* 抜粋:

2014年6月21日土曜日

スタンフォードで話題になるベンチャー企業(訂正版)


「スタンフォードビジネススクールの卒業生で一番優秀な学生は、起業する。その次に優秀な学生は、スタートアップに入る。」(スタンフォードビジネススクールの教授のグロースベック

1.優秀な卒業生は起業するのか?

このブログで、起業については、自分の経験を含めて随分紹介してきた。
日本では、起業というと、期待値(自分の儲け)が低い印象がある。
しかし、アメリカで起業すると、投資家からお金を集めた後は、従業員の誰よりも給料がもらえ、誰よりも株をもっていることになる。実は、期待値を計算すると、非常に割りが良い。投資家から数十億円くらい資金を集められれば、給料は、2500万円から3500万円くらい、株は、社長の地位を維持できれば、10%持っている存在となるのが通常である。会社が成功すれば一生遊んで暮らせるだろう。

銀行からの個人保証でリスクを負わなければならなくなる日本の中小企業の経営者よりも、ずっとリスク・リターンが良いのである。

失敗しても、優秀なら、別の会社に入れる。失敗しなくても、他のことに興味を持ったら、自分の会社の株を大量にもったまま別の人の会社に入ることも可能である。ブラックショールズの公式で、オプションの価値を計算するとき、ボラティリティ(リスク)を高く代入すると、オプションの価値が跳ね上がるが、「失敗しても別の会社に入れる」というオプションがある場合、リスクを極限にとることが、ブラックショールズの式上も、もっとも儲かるという結論に達するのである。

スタンフォードビジネススクールで、Grousbeckが、「一番優秀な卒業生は起業する」と言ったのには、理由があるのである。


 2.ほかの人の創業したスタートアップに入るのは、割りが良いのか?

起業をする良いアイディアが思い浮かばなかった場合、卒業後に、他の人の創業したスタートアップに入るのは、割りが良いのだろうか。

ビジネススクールを卒業して他の人のスタートアップに入った場合、投資がある程度入っている会社なら、年収は、1000万円から2000万円の間くらい、株は、0.1%以下くらいが相場だろう。投資を受ける前の会社であれば、投資を受けるまでは、給料はなしで、そのかわり、1%から7%くらいの株が貰えるだろう。

* データ部分:
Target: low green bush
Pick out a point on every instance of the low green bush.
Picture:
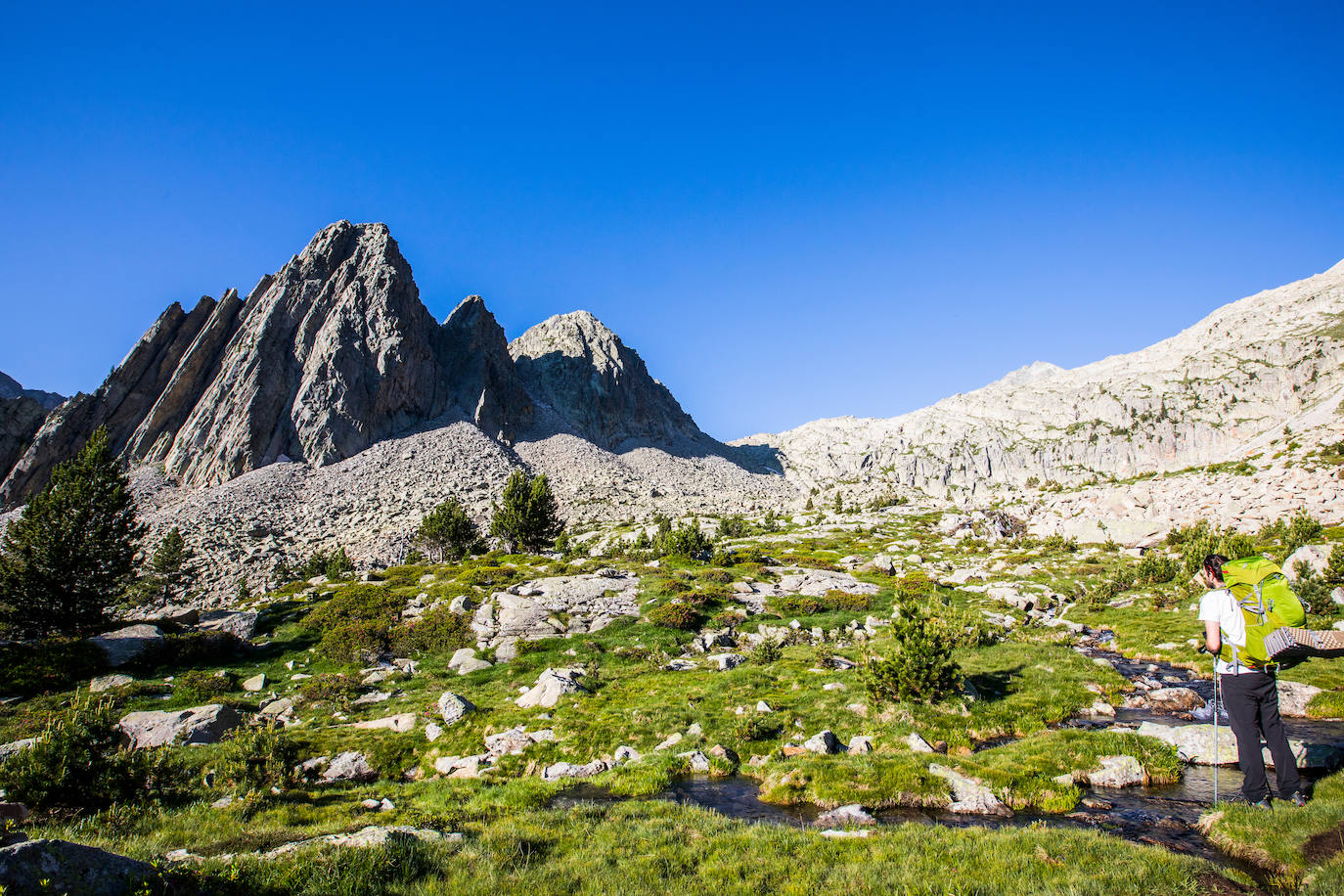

* 問題:
起業に関する文章は、最後の文のあとにどう続きますか?その続きを書いてください。 資料は起業に関する文章とは関係がありません。

* 最終解答:
これは割りが良いのか。

例を見てみよう。

最近日本にも上陸したUber。アプリで、高級車を呼べるサービスだが、最近、1200億円を1.7兆円の時価総額で集めることに成功した。

時価総額は、企業の値段。日本で1.7兆円の値段のついている会社というと、例えば住友商事。
 


実は、Uberの創業は、2009年。
たった、5年間で、住友商事と同じだけの価値のある会社を作り出したということになる。



私がスタンフォードビジネススクールを卒業したのは、2010年6月。もし、この当時、Uberに入っていたとすると、創業者の資金のみが入っていた状態での入社となる。投資家が入る前ということだ。

ところで、この段階のUberを探すのは、難しかったのか。

私が卒業するころ、いろいろなパーティに呼ばれた。お酒を飲むので、自分では運転できず、タクシーを呼ぼうという話になり、その頃、盛んにUberが使われていた。「これはいいサービスだ」と得意げに友達が見せてくれたのを覚えている。外では、まだ話題になっていなくても、なぜかスタンフォードビジネススクールでは大きな話題になっているということは良くある。

実際に卒業と同時にUberに入ったスタンフォードビジネススクールのクラスメートもいる。

その友人が、いくら株式をもらったかは分からない。

ただし、スタンフォードビジネススクールを卒業していれば、Series Aの後の会社でも、0.1%から0.3%くらいは貰えるのが普通である。

そこで、仮に保守的に0.3%もらったとする。実際には、もっともっと貰っているだろう。つまり、上の表から、2000万円の0.3%である6万円に相当する株式を貰ったということになる。

5年後の現在、Uberの時価総額は、1.7兆円なので、2000万円から1.7兆円に時価総額が増えたということは、85,000倍になったということである。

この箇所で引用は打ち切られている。